- Excerpt provided
- Surging COVID-19 cases and hospitalizations spurred by the delta variant slammed U.S. hospitals and health systems in August, according to Kaufman Hall's latest hospital flash report.
- Hospital margins in the month were below pre-pandemic levels from 2019, not including federal relief funding from the Coronavirus Aid, Relief and Economic Security Act passed last March. Most volume metrics were also down compared to pre-COVID-19, but up from historic lows notched in the first eight months of 2020 when pandemic mitigation measures hampered demand.
- However, average length of stay increased compared to 2019 and 2020, as hospitals saw a rise in high-acuity cases requiring longer stays. Meanwhile, expenses continued to rise, while revenues increased for a sixth consecutive month, the consultancy found.
The future of the pandemic is still being written, but it's looking increasingly unlikely that COVID-19 will be completely eradicated anytime soon. Public health officials are continuing to stress the importance of vaccinating the largest swath of the population possible, but despite the widespread availability of efficacious vaccines, some 23% of the U.S. has yet to receive a single shot, according to the Centers for Disease Control and Prevention.
Persistent vaccine hesitancy in some groups combined with the rise of the hyper transmissable delta variant has resulted in increased stress on hospitals in the summer months, though recent metrics are more promising.
New infections and hospitalizations are declining nationally, though some states continue to see growing outbreaks. Cases are down 18% compared to two weeks ago, while hospitalizations are down 15%. However, deaths are up 23%, per a tracker maintained by the New York Times.
"COVID-19 rates appear to be tapering in September, but the August data show we are not out of the woods yet, and hospitals face additional uncertainties as we move into the fall and winter," Erik Swanson, a senior vice president of data and analytics at Kaufman Hall, said.
The median change in hospitals' operating margins was down 2.9% year-to-date compared to pre-pandemic levels in the first eight months of 2019, not including help from CARES, according to the new flash report, which draws on data from 900 U.S. hospitals.
However, factoring in government assistance, the median change in operating margin rose 11.2% versus January to August 2019, Kaufman Hall said.
Revenues and expenses also jumped on a year-to-date basis versus 2019, mostly due to a greater number of high-acuity patients — including COVID-19 cases, the consultancy said. Gross operating revenue was up 9.6% compared to 2019, while total expense per adjusted discharge was up 16.6%.
Meanwhile, volumes continue to suffer from the pandemic. Though average length of stay was up 7.9%, reflecting higher acuity, adjusted discharges, emergency room visits and operating room minutes were down 4.8%, 11% and 1%, respectively.

- Recorded information
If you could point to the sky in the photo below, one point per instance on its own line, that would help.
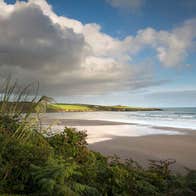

- Work to be completed
According to the article on hospital finances in August, how many U.S. hospitals supply the data for Kaufman Hall's flash report?

- Response below
900 U.S. hospitals.